■ Prompt: Where the listing below has a line with "spot the gold ornate picture frame.", write out exactly that line and every line after it, stopping after the line with "spot the brown shoe.".

▼

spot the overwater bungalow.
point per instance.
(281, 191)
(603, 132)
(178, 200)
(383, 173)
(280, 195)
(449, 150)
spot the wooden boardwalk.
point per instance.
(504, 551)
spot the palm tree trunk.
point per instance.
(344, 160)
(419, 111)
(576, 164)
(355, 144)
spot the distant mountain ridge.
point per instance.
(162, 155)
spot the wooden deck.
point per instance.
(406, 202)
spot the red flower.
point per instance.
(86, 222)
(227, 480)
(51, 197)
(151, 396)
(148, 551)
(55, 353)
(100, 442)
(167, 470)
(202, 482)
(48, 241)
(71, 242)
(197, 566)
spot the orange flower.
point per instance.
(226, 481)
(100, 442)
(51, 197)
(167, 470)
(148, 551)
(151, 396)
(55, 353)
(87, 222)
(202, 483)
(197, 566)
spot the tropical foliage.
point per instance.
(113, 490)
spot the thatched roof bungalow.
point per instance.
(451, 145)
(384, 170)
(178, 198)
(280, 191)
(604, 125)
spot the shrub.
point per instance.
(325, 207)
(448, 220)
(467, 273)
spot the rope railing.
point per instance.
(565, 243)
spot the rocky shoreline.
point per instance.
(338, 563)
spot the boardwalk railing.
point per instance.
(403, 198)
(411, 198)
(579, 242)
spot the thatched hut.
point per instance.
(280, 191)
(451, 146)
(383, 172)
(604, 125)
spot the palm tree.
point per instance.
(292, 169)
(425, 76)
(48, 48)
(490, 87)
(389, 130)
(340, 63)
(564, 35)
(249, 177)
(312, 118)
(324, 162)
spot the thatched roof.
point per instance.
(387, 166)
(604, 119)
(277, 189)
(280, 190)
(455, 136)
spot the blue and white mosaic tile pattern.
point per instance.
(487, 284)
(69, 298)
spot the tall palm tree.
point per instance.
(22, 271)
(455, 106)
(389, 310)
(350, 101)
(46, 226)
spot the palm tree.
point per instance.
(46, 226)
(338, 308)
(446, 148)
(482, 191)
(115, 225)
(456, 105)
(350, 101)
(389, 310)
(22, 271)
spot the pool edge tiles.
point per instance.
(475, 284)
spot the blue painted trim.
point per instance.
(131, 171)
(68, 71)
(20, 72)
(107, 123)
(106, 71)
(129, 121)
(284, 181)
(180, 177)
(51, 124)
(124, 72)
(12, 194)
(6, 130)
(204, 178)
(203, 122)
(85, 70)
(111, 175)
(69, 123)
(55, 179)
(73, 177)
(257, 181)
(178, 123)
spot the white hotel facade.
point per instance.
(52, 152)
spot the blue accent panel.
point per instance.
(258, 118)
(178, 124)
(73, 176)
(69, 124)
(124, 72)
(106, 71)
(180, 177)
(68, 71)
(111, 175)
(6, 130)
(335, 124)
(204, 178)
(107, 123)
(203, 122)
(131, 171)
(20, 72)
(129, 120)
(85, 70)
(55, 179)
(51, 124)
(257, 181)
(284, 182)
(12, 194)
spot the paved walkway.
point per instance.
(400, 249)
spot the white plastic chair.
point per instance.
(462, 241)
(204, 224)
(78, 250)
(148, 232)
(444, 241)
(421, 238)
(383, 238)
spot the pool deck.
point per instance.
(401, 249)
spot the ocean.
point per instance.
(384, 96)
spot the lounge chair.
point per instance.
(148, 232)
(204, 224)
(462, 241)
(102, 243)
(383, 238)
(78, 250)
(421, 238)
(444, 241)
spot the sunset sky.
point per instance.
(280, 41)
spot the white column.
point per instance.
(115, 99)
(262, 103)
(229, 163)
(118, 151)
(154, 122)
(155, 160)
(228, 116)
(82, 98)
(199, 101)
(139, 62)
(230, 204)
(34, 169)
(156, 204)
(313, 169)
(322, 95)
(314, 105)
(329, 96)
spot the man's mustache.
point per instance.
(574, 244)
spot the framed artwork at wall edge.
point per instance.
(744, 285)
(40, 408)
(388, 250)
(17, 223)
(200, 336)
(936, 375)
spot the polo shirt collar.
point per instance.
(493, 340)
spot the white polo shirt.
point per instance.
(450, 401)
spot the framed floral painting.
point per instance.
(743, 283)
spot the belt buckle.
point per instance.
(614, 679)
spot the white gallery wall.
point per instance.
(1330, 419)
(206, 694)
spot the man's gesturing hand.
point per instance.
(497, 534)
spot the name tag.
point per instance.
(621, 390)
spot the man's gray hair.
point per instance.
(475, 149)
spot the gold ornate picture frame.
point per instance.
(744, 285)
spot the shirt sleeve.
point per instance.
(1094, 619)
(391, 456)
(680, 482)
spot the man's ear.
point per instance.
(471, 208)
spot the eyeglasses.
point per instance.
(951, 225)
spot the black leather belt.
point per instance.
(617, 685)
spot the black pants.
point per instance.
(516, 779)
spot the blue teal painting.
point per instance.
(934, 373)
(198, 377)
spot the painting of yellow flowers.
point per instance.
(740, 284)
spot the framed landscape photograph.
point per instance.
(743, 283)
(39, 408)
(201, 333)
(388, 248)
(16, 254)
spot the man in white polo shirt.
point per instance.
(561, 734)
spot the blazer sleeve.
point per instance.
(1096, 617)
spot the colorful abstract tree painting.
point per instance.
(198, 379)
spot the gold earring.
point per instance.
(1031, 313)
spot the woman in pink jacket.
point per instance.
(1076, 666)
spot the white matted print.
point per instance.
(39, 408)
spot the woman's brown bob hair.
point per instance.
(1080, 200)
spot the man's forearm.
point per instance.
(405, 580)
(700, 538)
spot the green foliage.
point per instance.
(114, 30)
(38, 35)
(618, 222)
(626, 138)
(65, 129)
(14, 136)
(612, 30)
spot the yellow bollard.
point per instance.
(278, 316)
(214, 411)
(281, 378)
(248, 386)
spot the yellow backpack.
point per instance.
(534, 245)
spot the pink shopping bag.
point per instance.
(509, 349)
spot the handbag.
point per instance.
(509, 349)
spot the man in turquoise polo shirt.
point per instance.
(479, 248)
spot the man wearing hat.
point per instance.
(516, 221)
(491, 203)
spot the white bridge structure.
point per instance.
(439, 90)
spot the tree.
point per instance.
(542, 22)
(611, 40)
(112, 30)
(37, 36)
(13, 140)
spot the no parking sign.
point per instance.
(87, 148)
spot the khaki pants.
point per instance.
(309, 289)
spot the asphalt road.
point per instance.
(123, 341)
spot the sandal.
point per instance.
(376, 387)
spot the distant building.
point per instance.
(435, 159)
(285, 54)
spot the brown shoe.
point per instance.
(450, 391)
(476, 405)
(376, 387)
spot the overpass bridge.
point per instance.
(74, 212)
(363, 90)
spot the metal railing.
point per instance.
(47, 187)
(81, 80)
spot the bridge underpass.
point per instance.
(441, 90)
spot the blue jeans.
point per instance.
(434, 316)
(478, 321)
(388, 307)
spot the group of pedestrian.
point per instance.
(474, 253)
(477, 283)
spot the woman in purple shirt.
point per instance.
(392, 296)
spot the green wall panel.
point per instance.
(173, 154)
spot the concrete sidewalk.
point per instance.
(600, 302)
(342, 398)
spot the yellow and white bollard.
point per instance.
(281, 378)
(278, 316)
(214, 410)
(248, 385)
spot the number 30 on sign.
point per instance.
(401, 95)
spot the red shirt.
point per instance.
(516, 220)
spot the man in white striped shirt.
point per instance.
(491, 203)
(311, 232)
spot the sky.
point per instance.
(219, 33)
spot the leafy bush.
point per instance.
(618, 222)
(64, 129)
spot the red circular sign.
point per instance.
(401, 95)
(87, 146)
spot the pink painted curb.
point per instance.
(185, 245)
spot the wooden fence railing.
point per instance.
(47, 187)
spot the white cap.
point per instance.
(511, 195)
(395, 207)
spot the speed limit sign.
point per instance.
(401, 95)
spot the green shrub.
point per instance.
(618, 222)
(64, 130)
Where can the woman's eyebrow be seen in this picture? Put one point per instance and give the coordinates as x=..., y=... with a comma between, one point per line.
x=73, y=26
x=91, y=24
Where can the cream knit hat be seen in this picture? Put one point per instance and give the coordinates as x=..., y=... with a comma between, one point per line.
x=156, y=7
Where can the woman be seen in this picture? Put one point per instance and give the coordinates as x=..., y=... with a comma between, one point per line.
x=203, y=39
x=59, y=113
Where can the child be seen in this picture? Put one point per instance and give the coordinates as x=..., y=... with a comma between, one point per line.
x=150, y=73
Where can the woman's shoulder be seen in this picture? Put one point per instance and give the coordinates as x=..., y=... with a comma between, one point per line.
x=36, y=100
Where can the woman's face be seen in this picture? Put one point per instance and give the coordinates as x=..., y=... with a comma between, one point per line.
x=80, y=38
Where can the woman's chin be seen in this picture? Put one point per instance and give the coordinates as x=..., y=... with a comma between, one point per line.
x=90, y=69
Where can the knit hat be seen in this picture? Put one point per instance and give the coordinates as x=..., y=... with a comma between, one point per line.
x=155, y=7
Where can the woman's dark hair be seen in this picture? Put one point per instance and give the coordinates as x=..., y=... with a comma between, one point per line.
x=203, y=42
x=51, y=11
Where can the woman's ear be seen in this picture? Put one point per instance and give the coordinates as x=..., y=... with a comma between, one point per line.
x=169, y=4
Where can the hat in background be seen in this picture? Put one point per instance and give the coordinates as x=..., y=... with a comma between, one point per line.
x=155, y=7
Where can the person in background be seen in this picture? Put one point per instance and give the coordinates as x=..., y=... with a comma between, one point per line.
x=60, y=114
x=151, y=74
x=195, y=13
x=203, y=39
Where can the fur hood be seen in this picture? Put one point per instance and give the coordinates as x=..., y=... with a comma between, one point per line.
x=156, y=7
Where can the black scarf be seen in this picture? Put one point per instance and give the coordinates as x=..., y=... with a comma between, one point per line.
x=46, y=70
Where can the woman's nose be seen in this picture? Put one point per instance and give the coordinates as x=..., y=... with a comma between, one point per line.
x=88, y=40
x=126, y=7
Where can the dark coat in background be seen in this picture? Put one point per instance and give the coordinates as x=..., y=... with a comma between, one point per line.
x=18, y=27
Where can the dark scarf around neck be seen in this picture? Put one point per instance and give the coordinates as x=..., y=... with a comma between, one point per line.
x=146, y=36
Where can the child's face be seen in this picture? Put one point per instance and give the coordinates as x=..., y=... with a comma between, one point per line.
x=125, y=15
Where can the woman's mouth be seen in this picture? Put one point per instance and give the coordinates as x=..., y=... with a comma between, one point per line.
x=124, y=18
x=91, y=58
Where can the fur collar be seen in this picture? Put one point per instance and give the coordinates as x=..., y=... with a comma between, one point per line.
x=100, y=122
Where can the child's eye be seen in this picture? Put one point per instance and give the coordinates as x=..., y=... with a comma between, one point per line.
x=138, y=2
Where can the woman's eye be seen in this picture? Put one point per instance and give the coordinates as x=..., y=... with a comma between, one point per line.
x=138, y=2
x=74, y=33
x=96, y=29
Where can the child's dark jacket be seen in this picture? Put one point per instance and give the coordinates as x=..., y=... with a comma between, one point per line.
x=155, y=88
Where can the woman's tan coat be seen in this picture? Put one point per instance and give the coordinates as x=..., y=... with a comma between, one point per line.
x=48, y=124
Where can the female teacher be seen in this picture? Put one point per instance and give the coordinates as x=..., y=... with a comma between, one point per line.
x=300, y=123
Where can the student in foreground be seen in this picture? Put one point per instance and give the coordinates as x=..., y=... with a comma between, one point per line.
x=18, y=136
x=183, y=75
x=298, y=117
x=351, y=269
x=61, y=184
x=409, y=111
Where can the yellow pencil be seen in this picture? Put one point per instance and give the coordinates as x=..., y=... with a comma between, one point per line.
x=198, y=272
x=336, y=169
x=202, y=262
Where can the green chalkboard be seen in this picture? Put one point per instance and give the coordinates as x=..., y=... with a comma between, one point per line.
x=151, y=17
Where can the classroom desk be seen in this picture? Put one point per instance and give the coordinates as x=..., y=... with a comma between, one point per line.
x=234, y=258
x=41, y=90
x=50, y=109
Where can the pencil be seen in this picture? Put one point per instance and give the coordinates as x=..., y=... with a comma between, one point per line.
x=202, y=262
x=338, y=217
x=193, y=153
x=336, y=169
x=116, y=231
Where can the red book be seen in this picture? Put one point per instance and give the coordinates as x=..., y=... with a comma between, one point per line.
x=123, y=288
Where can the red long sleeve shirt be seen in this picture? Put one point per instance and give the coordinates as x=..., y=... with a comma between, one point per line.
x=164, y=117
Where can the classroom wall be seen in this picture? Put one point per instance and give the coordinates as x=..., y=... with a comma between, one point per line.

▲

■ Task response:
spot the gold ornate picture frame.
point per instance.
(744, 285)
spot the shirt sleeve.
point per instance.
(1094, 619)
(391, 456)
(680, 482)
spot the man's ear.
point per instance.
(471, 208)
spot the eyeglasses.
point per instance.
(951, 225)
spot the black leather belt.
point per instance.
(617, 685)
spot the black pants.
point per instance.
(516, 779)
spot the blue teal painting.
point per instance.
(934, 373)
(198, 377)
spot the painting of yellow flowers.
point per instance.
(740, 284)
spot the framed landscape photograph.
point per instance.
(743, 283)
(39, 408)
(201, 333)
(388, 248)
(16, 254)
spot the man in white polo shirt.
point per instance.
(561, 734)
spot the blazer sleeve.
point per instance.
(1096, 617)
spot the colorful abstract tree painting.
point per instance.
(198, 379)
spot the gold earring.
point per instance.
(1031, 313)
spot the woman in pink jacket.
point per instance.
(1076, 666)
spot the white matted print.
point per instance.
(39, 408)
spot the woman's brown bob hair.
point per instance.
(1080, 200)
spot the man's forearm.
point per instance.
(405, 580)
(700, 538)
spot the green foliage.
point per instance.
(114, 30)
(38, 35)
(618, 222)
(626, 138)
(65, 129)
(14, 136)
(612, 30)
spot the yellow bollard.
point per instance.
(278, 316)
(214, 411)
(281, 378)
(248, 386)
spot the yellow backpack.
point per instance.
(534, 245)
spot the pink shopping bag.
point per instance.
(509, 349)
spot the handbag.
point per instance.
(509, 349)
spot the man in turquoise polo shirt.
point per instance.
(479, 248)
spot the man wearing hat.
point per instance.
(516, 221)
(491, 203)
spot the white bridge structure.
point per instance.
(439, 90)
spot the tree.
point per instance.
(542, 22)
(611, 40)
(112, 30)
(37, 36)
(13, 140)
spot the no parking sign.
point per instance.
(87, 148)
spot the khaki pants.
point per instance.
(309, 289)
spot the asphalt road.
point per instance.
(123, 341)
spot the sandal.
point per instance.
(376, 387)
spot the distant building.
point per instance.
(435, 159)
(285, 54)
spot the brown shoe.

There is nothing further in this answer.